What the exercise asks = Transcribe the records below exactly as they appear.

Record set =
== == ==

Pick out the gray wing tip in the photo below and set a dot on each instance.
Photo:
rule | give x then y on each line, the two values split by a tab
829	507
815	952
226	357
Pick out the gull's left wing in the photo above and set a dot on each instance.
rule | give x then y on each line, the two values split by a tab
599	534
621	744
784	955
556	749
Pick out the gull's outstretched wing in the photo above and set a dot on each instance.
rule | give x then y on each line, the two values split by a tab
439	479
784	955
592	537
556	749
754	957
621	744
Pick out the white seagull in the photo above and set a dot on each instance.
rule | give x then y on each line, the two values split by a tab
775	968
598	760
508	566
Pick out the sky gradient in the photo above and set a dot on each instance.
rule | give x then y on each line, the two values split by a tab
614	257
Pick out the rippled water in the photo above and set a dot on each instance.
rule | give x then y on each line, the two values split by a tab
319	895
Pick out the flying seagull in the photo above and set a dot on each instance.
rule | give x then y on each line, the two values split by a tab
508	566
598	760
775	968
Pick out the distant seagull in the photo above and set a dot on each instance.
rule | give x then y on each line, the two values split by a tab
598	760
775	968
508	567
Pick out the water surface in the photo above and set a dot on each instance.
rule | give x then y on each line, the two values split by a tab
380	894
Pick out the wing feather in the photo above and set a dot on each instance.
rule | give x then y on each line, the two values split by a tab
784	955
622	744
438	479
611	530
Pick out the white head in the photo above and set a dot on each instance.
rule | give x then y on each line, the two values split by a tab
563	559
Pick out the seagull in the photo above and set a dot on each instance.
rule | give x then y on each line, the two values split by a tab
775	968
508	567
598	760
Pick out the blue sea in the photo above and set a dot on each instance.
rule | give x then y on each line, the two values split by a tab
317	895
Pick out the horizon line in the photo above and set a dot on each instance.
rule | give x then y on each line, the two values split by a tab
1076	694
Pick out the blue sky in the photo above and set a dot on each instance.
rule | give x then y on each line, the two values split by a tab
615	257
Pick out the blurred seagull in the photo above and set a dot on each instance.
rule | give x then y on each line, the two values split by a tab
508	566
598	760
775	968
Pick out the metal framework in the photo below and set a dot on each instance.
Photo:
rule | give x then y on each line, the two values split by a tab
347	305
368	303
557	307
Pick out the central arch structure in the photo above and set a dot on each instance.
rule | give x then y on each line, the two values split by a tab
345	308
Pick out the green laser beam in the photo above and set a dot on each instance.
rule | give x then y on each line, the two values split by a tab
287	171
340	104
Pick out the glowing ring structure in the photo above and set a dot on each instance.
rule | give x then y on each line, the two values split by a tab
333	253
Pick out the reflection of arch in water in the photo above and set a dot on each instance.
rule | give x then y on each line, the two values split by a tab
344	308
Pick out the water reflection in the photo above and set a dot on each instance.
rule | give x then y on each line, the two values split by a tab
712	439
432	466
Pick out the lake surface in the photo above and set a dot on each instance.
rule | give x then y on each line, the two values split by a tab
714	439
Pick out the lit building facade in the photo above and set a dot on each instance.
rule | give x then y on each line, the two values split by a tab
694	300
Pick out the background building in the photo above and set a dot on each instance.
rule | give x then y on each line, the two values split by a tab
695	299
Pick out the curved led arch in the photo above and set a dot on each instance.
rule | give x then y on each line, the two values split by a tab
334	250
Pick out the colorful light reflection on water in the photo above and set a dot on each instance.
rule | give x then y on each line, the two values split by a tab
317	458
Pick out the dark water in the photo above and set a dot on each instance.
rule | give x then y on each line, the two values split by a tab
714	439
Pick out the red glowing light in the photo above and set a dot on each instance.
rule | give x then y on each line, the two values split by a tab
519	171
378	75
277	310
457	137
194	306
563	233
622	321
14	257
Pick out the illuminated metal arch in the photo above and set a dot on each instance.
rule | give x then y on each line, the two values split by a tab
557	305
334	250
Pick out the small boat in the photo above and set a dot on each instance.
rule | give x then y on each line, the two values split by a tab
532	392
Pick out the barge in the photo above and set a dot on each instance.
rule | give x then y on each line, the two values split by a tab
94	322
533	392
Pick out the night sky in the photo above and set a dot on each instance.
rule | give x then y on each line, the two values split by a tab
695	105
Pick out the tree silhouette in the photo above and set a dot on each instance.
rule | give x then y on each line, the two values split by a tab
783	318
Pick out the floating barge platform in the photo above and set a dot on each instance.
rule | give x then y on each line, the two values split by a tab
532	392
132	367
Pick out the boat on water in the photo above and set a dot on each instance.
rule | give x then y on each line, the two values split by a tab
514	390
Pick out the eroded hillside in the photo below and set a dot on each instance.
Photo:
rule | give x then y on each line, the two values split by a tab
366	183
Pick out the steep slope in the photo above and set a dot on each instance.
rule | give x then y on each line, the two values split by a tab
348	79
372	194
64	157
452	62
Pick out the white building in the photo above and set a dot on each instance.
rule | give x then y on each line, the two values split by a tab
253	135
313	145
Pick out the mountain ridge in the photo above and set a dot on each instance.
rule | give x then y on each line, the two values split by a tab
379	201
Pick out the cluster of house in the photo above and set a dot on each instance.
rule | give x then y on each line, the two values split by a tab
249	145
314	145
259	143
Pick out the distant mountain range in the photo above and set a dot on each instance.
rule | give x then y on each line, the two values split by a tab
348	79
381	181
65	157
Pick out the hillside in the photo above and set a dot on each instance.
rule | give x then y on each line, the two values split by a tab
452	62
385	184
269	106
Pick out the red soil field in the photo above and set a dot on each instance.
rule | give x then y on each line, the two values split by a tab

== == ==

Task response =
Pick out the gray wing tip in the photo below and set a dot on each instance.
Photo:
rule | give x then y on each line, the two values split by a tab
829	507
815	952
226	357
Pick out the gull's left wing in the photo above and set a dot on each instance.
rule | give x then y on each line, the two values split by a tab
599	534
621	744
784	955
556	749
Pick out the gull's outstretched wing in the photo above and set a dot on each instance.
rule | give x then y on each line, the two values split by a tab
439	479
784	955
592	537
556	749
754	957
621	744
Pick out the white seagull in the photo above and set a dot on each instance.
rule | give x then y on each line, the two values split by a tab
775	968
598	760
508	566
Pick out the sky gradient in the photo above and set a dot on each instance.
rule | give x then y on each line, the two values split by a tab
614	257
Pick out the rippled water in the photo above and set a dot on each instance.
rule | give x then y on each line, the two values split by a tab
319	895
Pick out the flying seagull in the photo above and set a dot on each instance.
rule | give x then y on each line, the two values split by a tab
508	566
598	760
775	968
Pick out the distant seagull in the photo above and set a dot on each instance.
rule | give x then y on each line, the two values split by a tab
598	760
775	968
508	567
Pick out the water surface in the photo above and set a dot on each instance.
rule | give x then y on each line, the two values split by a tab
380	894
Pick out the wing feather in the photo above and set a dot on each instance.
rule | give x then y on each line, the two values split by a tab
784	955
622	744
438	479
611	530
Pick out the white head in the photo above and set a dot on each instance.
rule | give x then y on each line, the two values split by a tab
563	559
Pick out the seagull in the photo above and set a dot on each instance.
rule | give x then y on each line, the two values split by a tab
775	968
508	567
598	760
Pick out the blue sea in the photo above and set a dot on each instance.
rule | give x then y on each line, the two values split by a tab
317	895
Pick out the horizon line in the photo above and set a dot on each instance.
rule | give x then y on each line, the two values split by a tab
1076	694
Pick out the blue sky in the photo above and set a dot on each instance.
rule | give x then y on each line, the two values split by a tab
615	257
Pick out the blurred seagull in the photo above and set a dot on each instance.
rule | give x then y on each line, the two values split by a tab
508	566
598	760
775	968
Pick out the metal framework in the photo below and set a dot on each instance.
Photo:
rule | give x then y on each line, the two values split by a tab
347	305
368	303
557	307
Pick out the central arch structure in the photo above and set a dot on each instance.
rule | give x then y on each line, the two values split by a tab
345	308
Pick out the green laser beam in the photo above and set a dot on each instance.
rule | give x then y on each line, the two values split by a tab
287	171
340	104
Pick out the glowing ring structure in the photo above and set a dot on each instance.
rule | give x then y on each line, the two values split by a tab
333	253
Pick out the reflection of arch in water in the photo above and set a dot on each instance.
rule | give x then y on each line, the two values split by a tab
344	308
Pick out the water reflection in the photo above and set a dot on each instance.
rule | give x then y on each line, the two values split by a tab
712	439
432	466
Pick out the lake surface in the photo above and set a dot on each instance.
rule | give x then y on each line, the two values split by a tab
714	439
Pick out the lit building facade in the photo above and set a dot on each instance.
rule | give x then y on each line, the two values split by a tab
694	300
Pick out the background building in the photo above and set a dot on each instance.
rule | give x then y on each line, the two values split by a tab
695	299
Pick out the curved led arch in the photo above and set a dot on each instance.
rule | give x then y on each line, the two values split by a tab
334	250
Pick out the colorful light reflection on water in the photo above and set a dot on each instance.
rule | give x then y on each line, the two values split by a tab
317	458
Pick out the dark water in the photo above and set a dot on each instance.
rule | give x then y on each line, the two values split by a tab
714	439
Pick out the red glowing light in the photo above and set a dot on each instance.
rule | give x then y on each line, the two values split by a tab
519	171
378	75
277	310
457	137
194	306
563	233
622	321
14	257
Pick out the illuminated metal arch in the photo above and set a dot on each instance.
rule | give x then y on each line, the two values split by a tab
557	305
334	250
Pick out the small boat in the photo above and set a dot on each instance.
rule | give x then y on each line, the two values split by a tab
532	392
Pick out the barge in the photo above and set a dot on each instance.
rule | give x then y on each line, the two values split by a tab
94	322
533	392
Pick out the night sky in the photo above and set a dot on each instance.
rule | give x then y on each line, the two values split by a tab
695	105
Pick out the tree silhouette in the photo above and set a dot on each instance.
rule | give x then y on each line, the two values split by a tab
783	318
Pick out the floating barge platform in the photo above and set a dot on each instance.
rule | give x then y on each line, the two values split by a tab
532	392
132	367
Pick out the boat on water in the photo above and set a dot on each instance.
rule | give x then y on each line, the two values split by a tab
514	390
Pick out the eroded hillside in the photo below and set a dot on each instance.
Photo:
rule | give x then y on each line, the two values split by a tab
366	183
Pick out the steep slope in the photo above and set a dot on each instance.
rule | give x then y on each line, the two values split by a tab
348	79
372	194
64	157
452	62
Pick out the white building in the photo above and set a dot on each instance.
rule | give x then y on each line, the two values split by a tab
253	135
313	145
Pick out the mountain ridge in the photo above and set a dot on each instance.
rule | give x then y on each line, the two values split by a tab
379	201
Pick out the cluster of house in the photo above and set a dot on each instance.
rule | give x then y on each line, the two values split by a tab
249	145
314	145
259	143
Pick out the distant mountain range in the photo above and set a dot on each instance.
rule | give x then y on each line, the two values split by a tab
348	79
381	181
65	157
Pick out the hillside in the photo above and set a dot on each instance.
rule | give x then y on each line, the two values split by a tab
452	62
385	184
269	106
Pick out the red soil field in the photo above and set a dot on each instance.
rule | give x then y on each line, the two values split by a tab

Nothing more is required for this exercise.